## [WORK TASK]
Quote word for word from the line holding "Mark the damselfly's dark wing with a point." to the last line below, including both, and omit any pictures.

Data items:
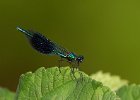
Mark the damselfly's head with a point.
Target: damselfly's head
(80, 59)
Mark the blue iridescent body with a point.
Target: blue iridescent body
(46, 46)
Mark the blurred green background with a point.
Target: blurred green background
(106, 32)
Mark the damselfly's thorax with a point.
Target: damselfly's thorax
(71, 57)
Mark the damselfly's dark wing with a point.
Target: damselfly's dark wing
(42, 44)
(38, 41)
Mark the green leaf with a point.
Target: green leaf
(50, 84)
(5, 94)
(131, 92)
(114, 82)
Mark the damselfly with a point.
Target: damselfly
(46, 46)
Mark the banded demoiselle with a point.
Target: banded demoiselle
(46, 46)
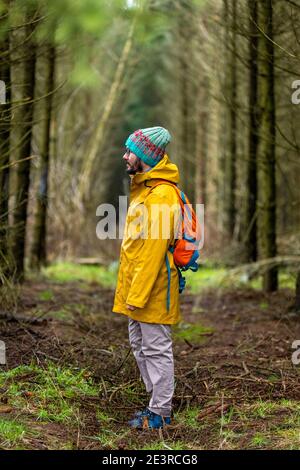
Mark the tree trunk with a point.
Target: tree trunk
(251, 171)
(23, 168)
(266, 204)
(5, 122)
(297, 297)
(230, 165)
(38, 256)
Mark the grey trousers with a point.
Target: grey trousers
(151, 345)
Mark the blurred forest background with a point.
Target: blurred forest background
(77, 76)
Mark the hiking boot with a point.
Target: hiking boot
(146, 419)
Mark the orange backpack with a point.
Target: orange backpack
(185, 249)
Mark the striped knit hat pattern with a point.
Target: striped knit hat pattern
(149, 144)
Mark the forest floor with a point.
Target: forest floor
(71, 382)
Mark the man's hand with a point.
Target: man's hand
(130, 307)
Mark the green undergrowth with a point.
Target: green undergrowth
(50, 393)
(70, 272)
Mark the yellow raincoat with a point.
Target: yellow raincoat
(148, 277)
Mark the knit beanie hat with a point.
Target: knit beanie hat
(149, 144)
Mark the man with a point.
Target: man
(147, 287)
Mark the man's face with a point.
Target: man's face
(133, 163)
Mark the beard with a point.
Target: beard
(135, 168)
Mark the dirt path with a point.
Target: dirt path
(236, 386)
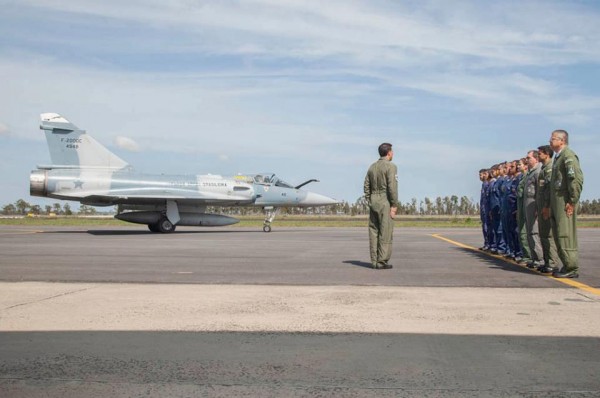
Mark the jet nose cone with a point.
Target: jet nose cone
(315, 199)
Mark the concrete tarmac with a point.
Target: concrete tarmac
(297, 312)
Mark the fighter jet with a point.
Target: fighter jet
(85, 171)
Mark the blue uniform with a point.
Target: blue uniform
(513, 227)
(484, 214)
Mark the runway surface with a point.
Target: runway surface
(297, 312)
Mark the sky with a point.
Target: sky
(304, 89)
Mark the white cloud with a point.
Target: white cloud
(373, 32)
(314, 88)
(4, 131)
(127, 144)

## [TASK RESULT]
Mark the damselfly's dark wing with a point.
Target: damselfly's dark wing
(42, 44)
(38, 41)
Mark the green leaf with a point.
Target: green leaf
(50, 84)
(5, 94)
(131, 92)
(114, 82)
Mark the damselfly with a point.
Target: damselfly
(46, 46)
Mark the banded demoiselle with a point.
Target: banded demoiselle
(46, 46)
Mark the tree trunk with a point.
Target: tree trunk
(251, 171)
(23, 168)
(266, 204)
(5, 122)
(297, 297)
(230, 165)
(38, 256)
Mark the grey trousers with a point.
Target: grey trousers
(151, 345)
Mark the blurred forest background with a point.
Target: blurred forest background
(77, 76)
Mark the hiking boot with a point.
Target: hiking boot
(146, 419)
Mark the orange backpack with a point.
Target: orange backpack
(185, 249)
Mark the striped knit hat pattern with a point.
Target: striped knit hat pattern
(149, 144)
Mark the forest floor with a point.
Target: forest floor
(71, 382)
Mark the man's hand with a point.
Target: man's hand
(130, 307)
Mark the green undergrowth with a point.
Target: green undergrowth
(50, 393)
(70, 272)
Mark the yellow raincoat with a point.
Target: yellow raincoat
(148, 277)
Mark the knit beanie hat with a point.
Target: knit beanie hat
(149, 144)
Mark the man with a point.
Target: man
(147, 287)
Mark the man's face with a point.
Target: man's face
(133, 163)
Mark the beard with a point.
Target: beard
(135, 168)
Mark the dirt path with a point.
Target: dirt path
(236, 386)
Mark the jet nose cone with a point.
Target: jet nose cone
(315, 199)
Mark the concrete tarmac with a point.
Target: concrete tarmac
(297, 312)
Mark the fighter jet with a point.
Target: fighter jet
(85, 171)
Mark the blue uniform with a point.
Target: blue uniform
(513, 227)
(484, 214)
Mark the runway surface with a point.
Target: runway surface
(297, 312)
Mark the sky with a point.
Target: sky
(304, 89)
Mark the white cloud with a point.
Target: white cloud
(373, 32)
(314, 88)
(4, 131)
(127, 144)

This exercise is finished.